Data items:
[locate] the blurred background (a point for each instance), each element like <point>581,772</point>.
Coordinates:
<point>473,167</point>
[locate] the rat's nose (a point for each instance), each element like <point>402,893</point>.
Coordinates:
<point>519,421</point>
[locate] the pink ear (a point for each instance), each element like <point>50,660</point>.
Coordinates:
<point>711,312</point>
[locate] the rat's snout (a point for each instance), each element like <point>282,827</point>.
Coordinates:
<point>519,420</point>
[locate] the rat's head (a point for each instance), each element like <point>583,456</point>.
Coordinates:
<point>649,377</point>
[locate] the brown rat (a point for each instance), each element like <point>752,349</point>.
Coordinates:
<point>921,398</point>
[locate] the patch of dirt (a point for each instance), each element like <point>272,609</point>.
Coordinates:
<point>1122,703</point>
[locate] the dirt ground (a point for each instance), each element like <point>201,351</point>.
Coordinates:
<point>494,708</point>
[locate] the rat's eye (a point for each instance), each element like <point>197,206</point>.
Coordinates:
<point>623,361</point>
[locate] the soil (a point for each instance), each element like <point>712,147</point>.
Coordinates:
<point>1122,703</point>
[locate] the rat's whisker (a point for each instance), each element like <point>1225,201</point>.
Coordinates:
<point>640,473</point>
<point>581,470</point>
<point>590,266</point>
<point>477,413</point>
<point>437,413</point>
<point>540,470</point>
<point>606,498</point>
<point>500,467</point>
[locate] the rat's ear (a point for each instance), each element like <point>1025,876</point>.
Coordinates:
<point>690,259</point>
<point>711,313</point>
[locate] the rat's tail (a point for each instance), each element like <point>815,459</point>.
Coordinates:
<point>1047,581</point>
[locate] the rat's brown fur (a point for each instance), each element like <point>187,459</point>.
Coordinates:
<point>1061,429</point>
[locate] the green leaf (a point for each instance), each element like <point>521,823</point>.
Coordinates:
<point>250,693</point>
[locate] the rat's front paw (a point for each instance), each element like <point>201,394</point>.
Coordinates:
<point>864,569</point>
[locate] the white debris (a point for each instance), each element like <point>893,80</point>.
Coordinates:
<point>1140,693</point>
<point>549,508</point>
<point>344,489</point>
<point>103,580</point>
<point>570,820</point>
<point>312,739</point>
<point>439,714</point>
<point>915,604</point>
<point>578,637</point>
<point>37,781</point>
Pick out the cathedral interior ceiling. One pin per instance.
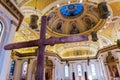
(106, 34)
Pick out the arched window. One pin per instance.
(12, 68)
(66, 71)
(93, 70)
(79, 70)
(1, 30)
(24, 69)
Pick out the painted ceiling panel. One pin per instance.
(41, 4)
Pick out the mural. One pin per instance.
(74, 29)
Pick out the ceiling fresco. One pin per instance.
(107, 30)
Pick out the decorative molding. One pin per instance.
(112, 47)
(13, 10)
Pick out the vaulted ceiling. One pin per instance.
(108, 30)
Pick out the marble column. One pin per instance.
(6, 54)
(30, 69)
(18, 69)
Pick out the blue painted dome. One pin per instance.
(71, 9)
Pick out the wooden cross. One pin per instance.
(41, 43)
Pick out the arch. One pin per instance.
(93, 69)
(79, 70)
(12, 68)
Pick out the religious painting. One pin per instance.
(74, 29)
(112, 66)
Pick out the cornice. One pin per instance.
(13, 10)
(101, 51)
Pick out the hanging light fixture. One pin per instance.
(118, 43)
(34, 18)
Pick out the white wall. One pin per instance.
(10, 29)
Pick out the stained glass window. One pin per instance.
(79, 69)
(93, 70)
(12, 68)
(24, 69)
(66, 71)
(1, 29)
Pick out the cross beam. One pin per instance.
(41, 43)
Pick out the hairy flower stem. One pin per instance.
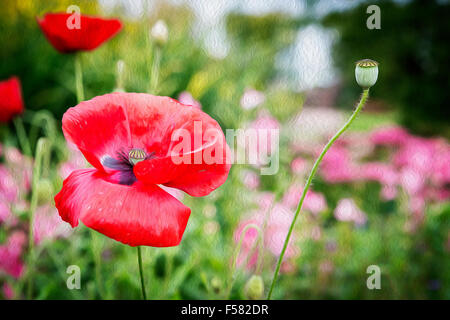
(96, 247)
(22, 136)
(232, 274)
(78, 78)
(141, 273)
(308, 184)
(154, 72)
(40, 150)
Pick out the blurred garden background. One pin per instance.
(382, 193)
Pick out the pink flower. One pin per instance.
(5, 211)
(277, 226)
(187, 99)
(251, 99)
(385, 174)
(8, 292)
(263, 125)
(412, 180)
(417, 153)
(10, 254)
(48, 225)
(250, 179)
(314, 202)
(391, 136)
(346, 210)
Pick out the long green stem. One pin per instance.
(96, 247)
(237, 252)
(155, 70)
(308, 184)
(78, 78)
(141, 273)
(22, 136)
(36, 176)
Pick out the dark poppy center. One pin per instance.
(124, 162)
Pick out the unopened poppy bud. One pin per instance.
(366, 73)
(136, 155)
(44, 190)
(160, 32)
(254, 288)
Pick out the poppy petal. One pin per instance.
(91, 33)
(99, 130)
(158, 125)
(11, 102)
(135, 215)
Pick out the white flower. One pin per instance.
(160, 32)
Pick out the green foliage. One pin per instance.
(412, 50)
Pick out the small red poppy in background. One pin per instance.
(88, 35)
(11, 102)
(128, 138)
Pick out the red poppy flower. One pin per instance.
(11, 102)
(92, 31)
(131, 140)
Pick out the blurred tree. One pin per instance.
(412, 49)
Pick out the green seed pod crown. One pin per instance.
(366, 73)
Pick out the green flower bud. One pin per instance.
(366, 73)
(44, 190)
(254, 288)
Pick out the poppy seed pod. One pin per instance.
(254, 288)
(366, 73)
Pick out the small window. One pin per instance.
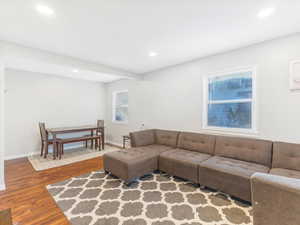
(229, 101)
(120, 107)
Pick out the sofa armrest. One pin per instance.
(142, 138)
(275, 199)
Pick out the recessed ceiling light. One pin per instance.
(265, 13)
(152, 54)
(45, 10)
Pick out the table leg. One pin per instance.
(92, 141)
(54, 146)
(102, 138)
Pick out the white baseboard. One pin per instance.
(67, 148)
(2, 187)
(115, 143)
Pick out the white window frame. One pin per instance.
(205, 125)
(114, 98)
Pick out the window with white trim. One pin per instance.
(229, 101)
(120, 107)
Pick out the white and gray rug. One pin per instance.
(158, 199)
(70, 156)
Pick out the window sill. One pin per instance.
(120, 122)
(233, 131)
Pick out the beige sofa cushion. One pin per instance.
(166, 137)
(182, 163)
(246, 149)
(142, 138)
(229, 175)
(285, 173)
(197, 142)
(286, 155)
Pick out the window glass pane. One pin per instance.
(230, 115)
(121, 114)
(231, 87)
(122, 99)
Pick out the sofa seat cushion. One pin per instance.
(142, 138)
(166, 137)
(285, 173)
(130, 164)
(202, 143)
(155, 149)
(245, 149)
(231, 176)
(286, 156)
(182, 163)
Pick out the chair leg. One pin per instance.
(42, 148)
(96, 143)
(100, 143)
(46, 146)
(61, 150)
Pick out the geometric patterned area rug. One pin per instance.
(158, 199)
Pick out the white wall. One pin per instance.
(172, 98)
(2, 183)
(32, 97)
(115, 131)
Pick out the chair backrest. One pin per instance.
(100, 123)
(43, 131)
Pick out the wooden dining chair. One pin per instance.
(100, 124)
(45, 141)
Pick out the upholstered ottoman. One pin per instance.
(130, 164)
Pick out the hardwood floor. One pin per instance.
(27, 196)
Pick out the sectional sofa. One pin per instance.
(258, 171)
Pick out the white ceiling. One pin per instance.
(121, 33)
(61, 70)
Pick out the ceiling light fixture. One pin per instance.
(265, 13)
(152, 54)
(45, 10)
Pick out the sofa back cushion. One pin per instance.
(197, 142)
(166, 137)
(142, 138)
(286, 156)
(246, 149)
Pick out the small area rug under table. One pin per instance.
(70, 156)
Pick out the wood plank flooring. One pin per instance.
(27, 196)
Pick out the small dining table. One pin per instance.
(63, 130)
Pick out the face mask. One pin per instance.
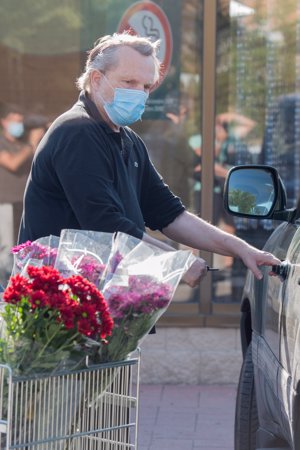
(15, 129)
(127, 106)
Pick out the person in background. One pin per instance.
(92, 171)
(18, 141)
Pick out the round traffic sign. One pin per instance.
(147, 19)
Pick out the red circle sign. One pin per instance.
(147, 19)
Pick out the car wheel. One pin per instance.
(246, 419)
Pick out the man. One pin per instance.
(91, 171)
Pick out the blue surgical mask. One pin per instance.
(127, 106)
(15, 129)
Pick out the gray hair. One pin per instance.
(103, 55)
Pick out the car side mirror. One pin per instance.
(253, 191)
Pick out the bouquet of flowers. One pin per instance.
(85, 253)
(137, 281)
(140, 283)
(50, 322)
(41, 252)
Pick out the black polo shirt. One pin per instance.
(86, 176)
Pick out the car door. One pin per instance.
(266, 339)
(289, 372)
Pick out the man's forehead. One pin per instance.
(133, 64)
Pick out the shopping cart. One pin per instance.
(90, 409)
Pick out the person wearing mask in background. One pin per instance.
(15, 160)
(91, 171)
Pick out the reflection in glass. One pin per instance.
(257, 79)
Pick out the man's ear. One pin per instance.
(95, 78)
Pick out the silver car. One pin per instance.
(268, 399)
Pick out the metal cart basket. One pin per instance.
(90, 409)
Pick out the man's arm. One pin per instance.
(12, 161)
(194, 232)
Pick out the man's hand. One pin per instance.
(195, 273)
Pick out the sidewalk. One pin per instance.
(186, 417)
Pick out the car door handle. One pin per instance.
(282, 270)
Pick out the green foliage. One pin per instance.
(243, 201)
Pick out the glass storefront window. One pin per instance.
(257, 109)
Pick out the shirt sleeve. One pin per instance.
(84, 169)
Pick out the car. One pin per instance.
(267, 413)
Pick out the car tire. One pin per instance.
(246, 418)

How to complete this task: Search the entries for the word "brown" and copy every line that has it.

Problem solution:
[locate] the brown rat (a point for each instance), each element like <point>752,349</point>.
[locate] the rat's brown fur (a point for each instance), each element like <point>187,459</point>.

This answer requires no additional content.